# Nalas first groom



## Aimee (May 6, 2013)

Nala had her first groom today, I'm really pleased with the results here is a picture of my princess!


----------



## Lottierachel (Mar 3, 2013)

Wow that is one fluffy puppy!! She looks gorgeous  

How old is Nala? Looks like they've done a really good job  

X


----------



## Aimee (May 6, 2013)

They have done a fab job am so happy with it was so worried!! She is 5 and a half months


----------



## Muttley Brody (Feb 14, 2012)

She looks so fluffy. They have certainly made a good job of her.


----------



## dio.ren (Jan 18, 2013)

Wow she looks great and nice and fluffy They did a really good job...love the little bow


----------



## DB1 (Jan 20, 2012)

That is a very nice groom, I like the fluffy look now although I didn't used to, they feel so soft like that (although for those not so keen it goes back pretty soon).


----------



## Ted (Jul 29, 2013)

Records from a dataset:

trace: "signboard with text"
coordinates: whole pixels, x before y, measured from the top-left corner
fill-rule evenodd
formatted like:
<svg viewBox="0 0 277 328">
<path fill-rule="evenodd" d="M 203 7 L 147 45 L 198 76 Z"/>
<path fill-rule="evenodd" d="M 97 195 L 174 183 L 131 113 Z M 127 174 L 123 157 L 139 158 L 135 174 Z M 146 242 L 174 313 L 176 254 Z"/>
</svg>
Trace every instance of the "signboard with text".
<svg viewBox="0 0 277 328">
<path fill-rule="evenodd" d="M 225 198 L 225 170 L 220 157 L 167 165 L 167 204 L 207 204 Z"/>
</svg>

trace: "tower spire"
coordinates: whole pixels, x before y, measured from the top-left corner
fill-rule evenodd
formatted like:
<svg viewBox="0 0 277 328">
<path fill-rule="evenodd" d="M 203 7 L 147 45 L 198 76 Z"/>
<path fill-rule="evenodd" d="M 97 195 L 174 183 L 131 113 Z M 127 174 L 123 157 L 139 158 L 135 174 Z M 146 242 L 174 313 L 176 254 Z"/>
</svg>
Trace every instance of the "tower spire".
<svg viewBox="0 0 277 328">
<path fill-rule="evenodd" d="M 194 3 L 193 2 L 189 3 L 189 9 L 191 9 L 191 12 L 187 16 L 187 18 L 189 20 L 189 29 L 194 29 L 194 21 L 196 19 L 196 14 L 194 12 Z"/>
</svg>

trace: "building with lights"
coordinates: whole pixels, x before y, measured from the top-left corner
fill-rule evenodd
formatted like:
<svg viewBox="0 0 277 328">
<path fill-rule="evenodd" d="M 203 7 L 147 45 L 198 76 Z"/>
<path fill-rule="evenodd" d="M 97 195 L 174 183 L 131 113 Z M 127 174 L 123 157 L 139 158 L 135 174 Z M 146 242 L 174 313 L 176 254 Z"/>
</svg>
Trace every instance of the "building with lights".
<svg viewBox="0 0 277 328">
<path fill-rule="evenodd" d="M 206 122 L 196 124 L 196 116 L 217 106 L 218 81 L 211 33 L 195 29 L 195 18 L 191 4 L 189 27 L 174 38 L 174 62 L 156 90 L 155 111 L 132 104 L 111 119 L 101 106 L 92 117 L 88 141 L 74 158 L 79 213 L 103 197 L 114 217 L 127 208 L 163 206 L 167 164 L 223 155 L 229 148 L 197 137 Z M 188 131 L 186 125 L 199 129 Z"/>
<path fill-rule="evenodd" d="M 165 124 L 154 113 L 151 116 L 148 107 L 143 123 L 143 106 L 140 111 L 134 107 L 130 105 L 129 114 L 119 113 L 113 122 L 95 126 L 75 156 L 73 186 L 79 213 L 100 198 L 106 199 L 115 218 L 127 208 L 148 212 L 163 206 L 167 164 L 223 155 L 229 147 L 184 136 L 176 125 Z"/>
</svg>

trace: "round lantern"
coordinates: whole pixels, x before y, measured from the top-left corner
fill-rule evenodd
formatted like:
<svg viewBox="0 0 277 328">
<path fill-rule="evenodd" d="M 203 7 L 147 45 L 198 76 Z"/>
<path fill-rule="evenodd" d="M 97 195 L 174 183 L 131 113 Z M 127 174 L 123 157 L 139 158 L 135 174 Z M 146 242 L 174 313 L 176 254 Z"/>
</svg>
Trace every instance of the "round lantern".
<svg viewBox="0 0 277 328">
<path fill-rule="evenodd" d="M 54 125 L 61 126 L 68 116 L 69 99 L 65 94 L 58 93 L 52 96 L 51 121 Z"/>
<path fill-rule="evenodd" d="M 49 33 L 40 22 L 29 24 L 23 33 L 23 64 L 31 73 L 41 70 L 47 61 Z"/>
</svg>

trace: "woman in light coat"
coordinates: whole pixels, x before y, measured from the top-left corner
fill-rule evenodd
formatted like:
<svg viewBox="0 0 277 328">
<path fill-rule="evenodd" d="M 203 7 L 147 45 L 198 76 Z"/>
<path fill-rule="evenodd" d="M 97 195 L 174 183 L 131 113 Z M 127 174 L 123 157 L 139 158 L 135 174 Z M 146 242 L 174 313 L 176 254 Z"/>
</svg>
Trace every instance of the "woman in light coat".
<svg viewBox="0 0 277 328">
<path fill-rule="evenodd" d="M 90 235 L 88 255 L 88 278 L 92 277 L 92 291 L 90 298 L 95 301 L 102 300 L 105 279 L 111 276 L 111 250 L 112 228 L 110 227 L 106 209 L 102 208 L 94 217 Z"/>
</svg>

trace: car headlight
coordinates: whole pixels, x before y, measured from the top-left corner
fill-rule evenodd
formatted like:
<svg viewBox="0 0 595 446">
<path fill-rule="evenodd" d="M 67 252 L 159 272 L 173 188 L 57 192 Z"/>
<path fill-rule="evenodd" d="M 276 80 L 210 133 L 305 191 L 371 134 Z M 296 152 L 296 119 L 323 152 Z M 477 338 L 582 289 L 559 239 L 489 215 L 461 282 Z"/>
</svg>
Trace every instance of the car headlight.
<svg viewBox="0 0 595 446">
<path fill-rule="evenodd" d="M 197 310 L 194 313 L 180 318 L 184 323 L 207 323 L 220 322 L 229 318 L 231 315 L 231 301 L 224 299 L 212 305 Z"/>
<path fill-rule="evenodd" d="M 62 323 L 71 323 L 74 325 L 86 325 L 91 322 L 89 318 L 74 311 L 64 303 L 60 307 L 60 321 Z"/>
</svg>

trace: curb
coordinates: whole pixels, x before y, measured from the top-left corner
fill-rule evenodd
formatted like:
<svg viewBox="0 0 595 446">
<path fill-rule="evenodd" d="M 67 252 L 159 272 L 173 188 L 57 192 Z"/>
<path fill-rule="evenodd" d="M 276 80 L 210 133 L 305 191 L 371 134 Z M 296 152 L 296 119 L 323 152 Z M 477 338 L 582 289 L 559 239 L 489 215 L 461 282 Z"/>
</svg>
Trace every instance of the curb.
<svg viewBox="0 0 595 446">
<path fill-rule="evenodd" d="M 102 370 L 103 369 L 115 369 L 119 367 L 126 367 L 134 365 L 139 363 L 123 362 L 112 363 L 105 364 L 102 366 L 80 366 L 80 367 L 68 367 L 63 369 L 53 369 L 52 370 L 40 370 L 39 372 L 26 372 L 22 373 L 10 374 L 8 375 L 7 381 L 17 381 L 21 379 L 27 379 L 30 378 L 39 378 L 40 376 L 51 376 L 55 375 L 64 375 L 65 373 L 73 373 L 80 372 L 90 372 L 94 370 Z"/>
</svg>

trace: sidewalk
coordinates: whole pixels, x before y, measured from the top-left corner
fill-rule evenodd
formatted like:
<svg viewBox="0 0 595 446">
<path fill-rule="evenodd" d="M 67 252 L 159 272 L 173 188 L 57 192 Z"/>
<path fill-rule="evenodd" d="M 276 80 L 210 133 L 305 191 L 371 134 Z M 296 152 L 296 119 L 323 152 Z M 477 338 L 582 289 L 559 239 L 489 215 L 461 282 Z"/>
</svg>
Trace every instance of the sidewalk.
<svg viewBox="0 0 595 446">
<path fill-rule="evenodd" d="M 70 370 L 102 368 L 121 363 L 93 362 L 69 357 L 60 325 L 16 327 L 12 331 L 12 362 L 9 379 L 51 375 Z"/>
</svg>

Short task 1: Please transcribe the Nala grooming thread, starting with "That is a very" and going on through "(Jul 29, 2013)".
Short task 2: How many lines of the entries contain the string "headlight"? Case counts. Give only the number.

Problem solution 1:
That is a very nice groom, I like the fluffy look now although I didn't used to, they feel so soft like that (although for those not so keen it goes back pretty soon).


----------



## Ted (Jul 29, 2013)

Problem solution 2: 2